Short problem: Can you give every line of the items below, from the line containing "Q: Identify the green foliage" up to and including the last line of the items, as a JSON list of strings with one string per line and blank lines left out?

Exercise data:
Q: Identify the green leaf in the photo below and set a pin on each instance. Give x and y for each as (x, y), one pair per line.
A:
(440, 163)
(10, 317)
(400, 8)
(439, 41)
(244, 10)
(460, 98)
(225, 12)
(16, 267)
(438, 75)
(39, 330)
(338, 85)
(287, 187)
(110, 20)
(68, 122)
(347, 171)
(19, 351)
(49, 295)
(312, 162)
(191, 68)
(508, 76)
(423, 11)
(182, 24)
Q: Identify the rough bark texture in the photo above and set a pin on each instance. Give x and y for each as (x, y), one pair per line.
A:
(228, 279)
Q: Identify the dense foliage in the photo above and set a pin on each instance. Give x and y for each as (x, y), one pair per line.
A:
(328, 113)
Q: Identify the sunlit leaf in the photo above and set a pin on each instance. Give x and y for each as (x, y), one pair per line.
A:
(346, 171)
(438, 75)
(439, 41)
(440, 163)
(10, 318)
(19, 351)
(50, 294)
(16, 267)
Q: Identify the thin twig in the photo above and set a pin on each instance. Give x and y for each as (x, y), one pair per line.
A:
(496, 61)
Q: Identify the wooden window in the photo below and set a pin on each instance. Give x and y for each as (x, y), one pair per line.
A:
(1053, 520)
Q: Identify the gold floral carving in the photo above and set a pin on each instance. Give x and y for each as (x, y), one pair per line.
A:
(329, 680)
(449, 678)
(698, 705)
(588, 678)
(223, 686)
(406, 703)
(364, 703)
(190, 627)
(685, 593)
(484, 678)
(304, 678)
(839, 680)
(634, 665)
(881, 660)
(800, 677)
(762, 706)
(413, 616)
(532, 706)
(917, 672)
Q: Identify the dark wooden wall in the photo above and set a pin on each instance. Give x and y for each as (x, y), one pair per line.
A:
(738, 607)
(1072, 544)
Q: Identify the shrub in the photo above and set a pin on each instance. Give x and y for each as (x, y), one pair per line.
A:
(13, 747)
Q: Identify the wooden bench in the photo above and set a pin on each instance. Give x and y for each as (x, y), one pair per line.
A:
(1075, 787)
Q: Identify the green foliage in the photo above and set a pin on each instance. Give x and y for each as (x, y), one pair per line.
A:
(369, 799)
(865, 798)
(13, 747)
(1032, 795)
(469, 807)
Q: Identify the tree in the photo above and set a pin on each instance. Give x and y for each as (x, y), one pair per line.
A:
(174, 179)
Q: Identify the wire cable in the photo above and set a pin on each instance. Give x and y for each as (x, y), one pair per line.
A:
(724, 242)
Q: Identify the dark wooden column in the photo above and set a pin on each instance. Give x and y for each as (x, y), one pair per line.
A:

Output below:
[
  "Q: Identify the green foliage in the photo above and set a pin on each instance. Give x and y for each as (x, y), one pair per line.",
  "A:",
  "(369, 799)",
  "(865, 798)",
  "(13, 747)",
  "(1032, 795)",
  "(469, 807)",
  "Q: Identify the tree in the photo above and set a pin on each instance. Give x and y for each as (x, y), one pair per line.",
  "A:",
  "(174, 179)",
  "Q: Identify the wire cable in the photo above and set a pin on each instance. Give x and y for each as (x, y), one pair per line.",
  "A:",
  "(724, 242)",
  "Q: Identify the dark wooden column in the photo above and set a pin on each instance. Give x and y for each as (x, y), one pair per line.",
  "A:"
]